Start The data

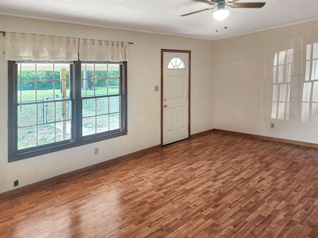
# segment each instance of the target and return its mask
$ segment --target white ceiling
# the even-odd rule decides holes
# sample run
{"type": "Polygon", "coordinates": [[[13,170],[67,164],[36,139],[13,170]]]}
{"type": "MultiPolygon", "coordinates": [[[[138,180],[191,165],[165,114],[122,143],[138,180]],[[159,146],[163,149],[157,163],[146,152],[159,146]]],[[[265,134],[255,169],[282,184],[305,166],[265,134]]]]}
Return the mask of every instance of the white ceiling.
{"type": "Polygon", "coordinates": [[[180,16],[211,6],[194,0],[0,0],[0,14],[211,40],[318,19],[318,0],[238,2],[259,1],[260,9],[227,7],[228,28],[218,22],[218,32],[216,9],[180,16]]]}

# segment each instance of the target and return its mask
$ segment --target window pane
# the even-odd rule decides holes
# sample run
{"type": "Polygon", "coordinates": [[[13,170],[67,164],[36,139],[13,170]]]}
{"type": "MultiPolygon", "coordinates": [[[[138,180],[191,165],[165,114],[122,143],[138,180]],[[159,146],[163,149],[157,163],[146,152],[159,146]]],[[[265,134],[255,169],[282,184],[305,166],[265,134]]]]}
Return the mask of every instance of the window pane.
{"type": "Polygon", "coordinates": [[[107,114],[108,113],[108,98],[99,98],[96,99],[96,115],[107,114]]]}
{"type": "Polygon", "coordinates": [[[41,81],[36,83],[36,98],[37,101],[48,101],[53,100],[54,81],[41,81]]]}
{"type": "Polygon", "coordinates": [[[35,82],[18,83],[18,102],[35,101],[35,82]]]}
{"type": "Polygon", "coordinates": [[[81,78],[94,78],[94,64],[93,63],[82,63],[81,66],[81,78]]]}
{"type": "Polygon", "coordinates": [[[95,116],[96,113],[95,101],[94,98],[83,99],[82,100],[82,117],[90,117],[95,116]]]}
{"type": "Polygon", "coordinates": [[[115,129],[119,129],[120,126],[119,124],[120,114],[119,113],[115,113],[109,115],[109,130],[114,130],[115,129]]]}
{"type": "Polygon", "coordinates": [[[120,111],[120,97],[111,97],[109,98],[109,113],[117,113],[120,111]]]}
{"type": "Polygon", "coordinates": [[[96,132],[108,131],[108,115],[99,116],[96,117],[96,132]]]}
{"type": "Polygon", "coordinates": [[[55,103],[56,121],[71,119],[71,106],[72,104],[70,101],[55,103]]]}
{"type": "Polygon", "coordinates": [[[83,118],[82,120],[82,135],[83,136],[95,134],[96,128],[96,118],[83,118]]]}
{"type": "Polygon", "coordinates": [[[81,96],[85,97],[94,96],[94,80],[84,79],[81,80],[81,96]]]}
{"type": "Polygon", "coordinates": [[[118,78],[109,79],[108,87],[109,94],[119,94],[119,79],[118,78]]]}
{"type": "Polygon", "coordinates": [[[36,124],[36,105],[18,106],[18,127],[36,124]]]}
{"type": "Polygon", "coordinates": [[[55,137],[54,123],[39,125],[38,126],[38,145],[53,143],[55,137]]]}
{"type": "Polygon", "coordinates": [[[18,150],[36,146],[36,126],[18,129],[18,150]]]}
{"type": "Polygon", "coordinates": [[[38,104],[38,123],[42,124],[54,121],[54,107],[53,102],[38,104]]]}
{"type": "Polygon", "coordinates": [[[71,126],[70,121],[56,122],[56,141],[69,140],[70,139],[71,139],[71,126]],[[62,129],[63,127],[64,127],[66,129],[66,131],[64,132],[65,134],[64,136],[63,131],[62,129]],[[64,137],[65,137],[65,138],[64,138],[64,137]]]}

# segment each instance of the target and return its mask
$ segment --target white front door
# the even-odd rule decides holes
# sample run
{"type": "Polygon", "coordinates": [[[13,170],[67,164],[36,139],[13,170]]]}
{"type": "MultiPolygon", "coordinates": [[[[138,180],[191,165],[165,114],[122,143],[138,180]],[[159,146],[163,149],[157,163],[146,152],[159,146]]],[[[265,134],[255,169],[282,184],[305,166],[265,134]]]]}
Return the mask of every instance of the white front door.
{"type": "Polygon", "coordinates": [[[189,137],[189,53],[163,52],[163,145],[189,137]]]}

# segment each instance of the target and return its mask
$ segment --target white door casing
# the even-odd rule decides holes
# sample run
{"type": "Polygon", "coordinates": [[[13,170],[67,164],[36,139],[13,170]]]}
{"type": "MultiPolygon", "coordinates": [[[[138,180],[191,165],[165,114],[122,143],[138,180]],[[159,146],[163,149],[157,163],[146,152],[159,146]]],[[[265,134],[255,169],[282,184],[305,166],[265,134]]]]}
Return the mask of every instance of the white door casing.
{"type": "Polygon", "coordinates": [[[163,53],[162,145],[189,138],[189,53],[163,53]]]}

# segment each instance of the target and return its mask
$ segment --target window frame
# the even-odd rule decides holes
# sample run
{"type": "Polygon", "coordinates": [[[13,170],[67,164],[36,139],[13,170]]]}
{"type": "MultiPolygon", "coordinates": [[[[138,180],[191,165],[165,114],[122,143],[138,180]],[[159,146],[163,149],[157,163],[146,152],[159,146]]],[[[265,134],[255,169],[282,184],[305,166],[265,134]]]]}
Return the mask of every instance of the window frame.
{"type": "MultiPolygon", "coordinates": [[[[72,99],[72,139],[17,150],[17,65],[8,60],[8,162],[11,162],[55,151],[90,144],[127,134],[127,62],[121,62],[119,95],[121,96],[121,122],[122,129],[83,137],[81,63],[74,61],[71,69],[70,98],[72,99]],[[121,80],[120,80],[121,78],[121,80]]],[[[116,63],[114,62],[89,62],[116,63]]],[[[54,63],[54,62],[52,62],[54,63]]],[[[118,63],[118,62],[117,62],[118,63]]]]}

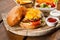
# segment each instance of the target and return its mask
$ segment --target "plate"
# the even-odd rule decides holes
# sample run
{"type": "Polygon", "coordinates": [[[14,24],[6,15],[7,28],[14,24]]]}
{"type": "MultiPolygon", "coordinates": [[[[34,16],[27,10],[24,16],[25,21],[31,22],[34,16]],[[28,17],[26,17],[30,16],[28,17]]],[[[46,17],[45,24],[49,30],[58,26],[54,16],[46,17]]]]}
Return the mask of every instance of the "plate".
{"type": "Polygon", "coordinates": [[[42,35],[46,35],[48,33],[50,33],[53,29],[58,28],[59,26],[56,27],[48,27],[48,26],[44,26],[41,28],[37,28],[37,29],[22,29],[21,27],[11,27],[7,24],[6,21],[6,17],[7,14],[6,13],[2,13],[2,19],[4,21],[4,25],[7,31],[10,31],[14,34],[17,35],[22,35],[22,36],[42,36],[42,35]]]}

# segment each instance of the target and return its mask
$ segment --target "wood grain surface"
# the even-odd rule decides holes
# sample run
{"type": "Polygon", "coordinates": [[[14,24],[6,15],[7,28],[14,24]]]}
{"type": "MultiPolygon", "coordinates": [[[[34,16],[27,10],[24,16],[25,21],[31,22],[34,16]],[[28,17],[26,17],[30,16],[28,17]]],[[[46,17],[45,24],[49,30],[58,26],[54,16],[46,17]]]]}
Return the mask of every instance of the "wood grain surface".
{"type": "MultiPolygon", "coordinates": [[[[0,21],[2,20],[1,14],[7,13],[16,4],[13,0],[0,0],[0,21]]],[[[60,0],[58,1],[57,9],[60,10],[60,0]]],[[[27,37],[13,34],[6,31],[3,22],[0,23],[0,40],[60,40],[60,29],[54,30],[51,34],[38,37],[27,37]]]]}

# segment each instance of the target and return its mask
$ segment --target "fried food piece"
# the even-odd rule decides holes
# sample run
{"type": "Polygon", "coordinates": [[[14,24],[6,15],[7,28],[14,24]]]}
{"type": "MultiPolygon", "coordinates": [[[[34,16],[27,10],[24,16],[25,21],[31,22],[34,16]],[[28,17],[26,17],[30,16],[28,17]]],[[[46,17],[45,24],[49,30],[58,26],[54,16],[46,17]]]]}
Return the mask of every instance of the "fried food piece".
{"type": "Polygon", "coordinates": [[[7,16],[7,23],[10,26],[14,26],[18,24],[18,22],[21,20],[24,8],[20,6],[15,6],[12,8],[12,10],[8,13],[7,16]]]}

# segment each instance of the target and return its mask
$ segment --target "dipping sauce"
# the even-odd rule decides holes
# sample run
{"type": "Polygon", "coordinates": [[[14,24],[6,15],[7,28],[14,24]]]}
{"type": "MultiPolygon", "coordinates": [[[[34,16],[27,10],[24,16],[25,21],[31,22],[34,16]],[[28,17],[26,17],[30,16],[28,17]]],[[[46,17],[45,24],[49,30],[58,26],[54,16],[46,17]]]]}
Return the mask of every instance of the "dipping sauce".
{"type": "Polygon", "coordinates": [[[48,21],[49,21],[49,22],[56,22],[57,19],[55,19],[55,18],[48,18],[48,21]]]}

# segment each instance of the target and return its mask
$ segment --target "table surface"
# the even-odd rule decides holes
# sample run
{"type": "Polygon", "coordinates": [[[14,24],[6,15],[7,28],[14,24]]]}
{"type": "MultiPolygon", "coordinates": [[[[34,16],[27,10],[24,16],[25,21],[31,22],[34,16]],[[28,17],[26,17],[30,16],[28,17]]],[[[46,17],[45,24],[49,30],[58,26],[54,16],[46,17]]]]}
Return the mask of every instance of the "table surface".
{"type": "MultiPolygon", "coordinates": [[[[0,40],[60,40],[59,28],[55,29],[50,34],[38,37],[25,37],[6,31],[1,18],[1,14],[8,12],[15,5],[16,4],[13,0],[0,0],[0,40]]],[[[57,6],[57,9],[60,10],[60,0],[57,6]]]]}

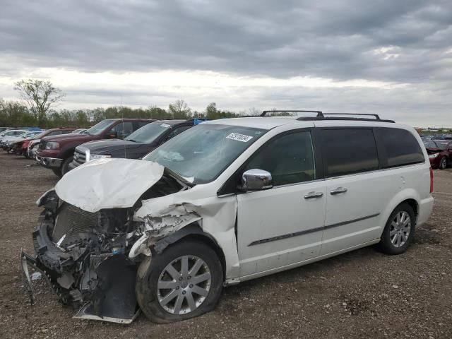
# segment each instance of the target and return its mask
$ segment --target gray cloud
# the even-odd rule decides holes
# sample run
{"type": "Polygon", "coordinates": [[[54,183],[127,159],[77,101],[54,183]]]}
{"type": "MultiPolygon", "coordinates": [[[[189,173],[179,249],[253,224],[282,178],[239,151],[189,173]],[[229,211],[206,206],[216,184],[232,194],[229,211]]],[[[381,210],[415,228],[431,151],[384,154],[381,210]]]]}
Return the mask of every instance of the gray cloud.
{"type": "MultiPolygon", "coordinates": [[[[237,105],[219,99],[230,108],[261,107],[259,102],[324,107],[331,95],[336,107],[350,110],[367,104],[369,109],[406,112],[410,118],[411,109],[418,112],[412,119],[415,122],[425,117],[420,107],[434,107],[440,112],[437,120],[451,119],[450,0],[8,1],[0,12],[0,56],[11,60],[0,64],[0,76],[21,76],[24,67],[61,67],[362,78],[405,87],[256,88],[241,89],[244,97],[237,105]]],[[[69,90],[73,97],[82,95],[76,91],[83,89],[69,90]]],[[[146,95],[172,97],[158,89],[95,90],[91,95],[102,102],[117,97],[118,90],[136,98],[137,105],[146,95]]]]}
{"type": "Polygon", "coordinates": [[[410,82],[442,69],[452,47],[448,1],[45,4],[3,6],[4,53],[88,71],[213,69],[410,82]],[[372,52],[383,46],[398,57],[372,52]]]}

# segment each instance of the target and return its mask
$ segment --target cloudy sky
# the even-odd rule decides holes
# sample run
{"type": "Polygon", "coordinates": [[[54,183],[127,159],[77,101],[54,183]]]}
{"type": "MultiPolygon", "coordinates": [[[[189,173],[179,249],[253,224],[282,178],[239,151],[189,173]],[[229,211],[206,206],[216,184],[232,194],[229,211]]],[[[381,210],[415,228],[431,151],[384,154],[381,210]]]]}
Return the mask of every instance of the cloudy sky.
{"type": "Polygon", "coordinates": [[[315,109],[452,127],[452,1],[2,0],[0,97],[315,109]]]}

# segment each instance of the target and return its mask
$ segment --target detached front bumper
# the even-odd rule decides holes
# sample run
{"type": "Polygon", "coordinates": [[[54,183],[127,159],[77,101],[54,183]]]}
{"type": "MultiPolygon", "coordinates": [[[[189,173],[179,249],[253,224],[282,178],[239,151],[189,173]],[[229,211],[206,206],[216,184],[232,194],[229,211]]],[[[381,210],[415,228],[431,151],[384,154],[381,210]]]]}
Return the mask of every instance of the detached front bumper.
{"type": "Polygon", "coordinates": [[[36,155],[36,161],[46,168],[54,169],[54,168],[60,168],[61,167],[61,164],[64,159],[59,159],[57,157],[41,157],[36,155]]]}
{"type": "Polygon", "coordinates": [[[51,220],[42,220],[32,233],[35,255],[20,251],[20,268],[30,303],[35,302],[30,275],[30,270],[35,270],[42,273],[61,303],[80,308],[76,318],[131,323],[139,311],[135,263],[124,254],[93,254],[89,244],[60,247],[60,242],[54,243],[51,239],[53,227],[51,220]]]}

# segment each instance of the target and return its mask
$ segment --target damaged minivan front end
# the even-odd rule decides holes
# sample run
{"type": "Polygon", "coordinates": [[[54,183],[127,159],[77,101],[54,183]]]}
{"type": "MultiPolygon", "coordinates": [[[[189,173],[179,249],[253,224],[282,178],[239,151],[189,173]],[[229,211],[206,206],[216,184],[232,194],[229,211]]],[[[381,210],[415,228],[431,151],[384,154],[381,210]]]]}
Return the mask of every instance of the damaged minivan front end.
{"type": "Polygon", "coordinates": [[[43,273],[63,304],[80,309],[76,317],[131,322],[139,310],[140,262],[160,240],[201,219],[190,203],[164,208],[158,198],[190,188],[162,166],[140,160],[98,160],[67,174],[37,201],[44,210],[32,233],[35,255],[20,254],[31,302],[29,267],[43,273]],[[137,216],[143,201],[155,208],[137,216]]]}

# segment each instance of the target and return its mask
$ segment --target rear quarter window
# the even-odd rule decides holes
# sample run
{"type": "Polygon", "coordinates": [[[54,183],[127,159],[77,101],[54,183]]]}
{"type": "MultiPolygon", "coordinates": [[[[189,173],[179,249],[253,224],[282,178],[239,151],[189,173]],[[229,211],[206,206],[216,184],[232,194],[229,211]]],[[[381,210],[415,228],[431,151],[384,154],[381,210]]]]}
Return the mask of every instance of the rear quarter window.
{"type": "Polygon", "coordinates": [[[424,153],[417,140],[410,131],[401,129],[379,128],[379,134],[387,163],[393,167],[424,162],[424,153]]]}
{"type": "Polygon", "coordinates": [[[327,177],[379,169],[376,144],[371,129],[323,129],[321,133],[327,177]]]}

End The data

Count the lines in the records above that contain the string "gray". Give only the number.

2